---------- Texto ----------
A corrida bilionária das farmacêuticas para lançar o próximo ‘Ozempic’

Companhias investem pesado em pesquisa e desenvolvimento para criação de produtos com menos efeitos colaterais e em novas versões

O mercado de produtos voltados ao emagrecimento cresce a cada ano. Uma estimativa feita pela agência de notícias Reuters mostra que o setor pode valer em torno de US$ 100 bilhões até a próxima década. O número é impulsionado pelas taxas globais de obesidade, que triplicaram nos últimos anos, chegando a cerca de 1 bilhão de pessoas, segundo dados da Organização Mundial da Saúde (OMS), e pela revolução gerada pelo Ozempic (semaglutida), medicamento desenvolvido pela dinamarquesa Novo Nordisk para tratamento da diabetes tipo 2, que passou a ser usado também para a obesidade.

No último ano, as ações da farmacêutica subiram cerca de 60%. No entanto, vale uma ressalva. O Ozempic não é aprovado para o controle de peso ou para uso em adultos que não tenham diabetes tipo 2, segundo a própria fabricante, que não endossa a promoção de uso off-label do medicamento – isto é, em desacordo com o indicado na bula. Além disso, o tratamento deve sempre ser orientado por médicos e de acordo com avaliações individuais. A principal alternativa, também da Novo Nordisk, é o medicamento injetável Saxenda (liraglutida), indicado para o tratamento de adultos com obesidade e sobrepeso com alguma comorbidade associada e adolescentes acima de 12 anos com obesidade.

Não à toa, o fenômeno provocou uma corrida entre gigantes do setor para a descoberta do “novo Ozempic” – ou, pelo menos, de um concorrente mais eficaz, com menos efeitos colaterais, com valores mais acessíveis e que não precise, necessariamente, ser aplicado por meio injetável, como o medicamento pioneiro lançado no mercado americano em 2017.

Em janeiro de 2023, a Anvisa aprovou no Brasil um outro produto da Novo Nordisk para adolescentes e adultos obesos ou com sobrepeso, e pelo menos uma comorbidade relacionada: o Wegovy, cujo princípio ativo é o mesmo do Ozempic, porém em apresentações, doses e indicações diferentes – embora ainda seja injetável.

De acordo com Priscilla Mattar, vice-presidente da área médica da Novo Nordisk, a semaglutida é uma substância que pertence à classe dos análogos de GLP-1, um hormônio produzido principalmente no intestino. Priscila explica que a semaglutida tem 94% de similaridade ao hormônio produzido por nosso corpo e, dessa forma, age em uma área do cérebro chamada hipotálamo, que é responsável pela regulação do apetite, levando a uma redução da fome e aumento da saciedade — ou seja, a pessoa tem menos vontade de comer e fica satisfeita com pequenas quantidades de comida. “Isso, aliado à alimentação saudável e equilibrada, além de atividade física regular, promove maior perda de peso”, afirma.
----------
Questões de compreensão:
(a) Reproduza fielmente o trecho do texto que começa nas palavras que contêm "Companhias investem pesado" e termina em "para a obesidade.".
(b) Indique se cada afirmação abaixo está de acordo com o texto, respondendo sim ou não e citando literalmente as palavras do texto que decidem a questão: (i) As taxas globais de obesidade triplicaram nos últimos anos. (ii) O Ozempic é aprovado para o controle de peso em adultos sem diabetes tipo 2. (iii) O Wegovy é administrado por via oral.
---------- Material coletado ----------
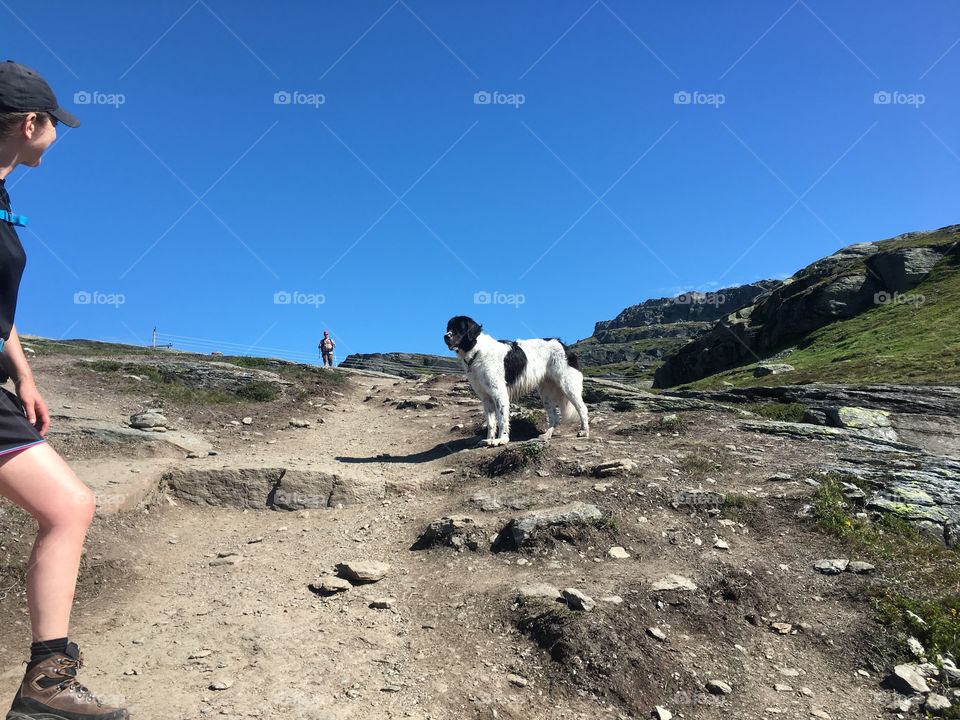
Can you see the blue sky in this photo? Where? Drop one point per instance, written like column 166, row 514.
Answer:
----------
Respostas do exercício:
(a)
Companhias investem pesado em pesquisa e desenvolvimento para criação de produtos com menos efeitos colaterais e em novas versões

O mercado de produtos voltados ao emagrecimento cresce a cada ano. Uma estimativa feita pela agência de notícias Reuters mostra que o setor pode valer em torno de US$ 100 bilhões até a próxima década. O número é impulsionado pelas taxas globais de obesidade, que triplicaram nos últimos anos, chegando a cerca de 1 bilhão de pessoas, segundo dados da Organização Mundial da Saúde (OMS), e pela revolução gerada pelo Ozempic (semaglutida), medicamento desenvolvido pela dinamarquesa Novo Nordisk para tratamento da diabetes tipo 2, que passou a ser usado também para a obesidade.

(b)
(i) Sim: "taxas globais de obesidade, que triplicaram nos últimos anos".
(ii) Não: "O Ozempic não é aprovado para o controle de peso ou para uso em adultos que não tenham diabetes tipo 2".
(iii) Não: "embora ainda seja injetável".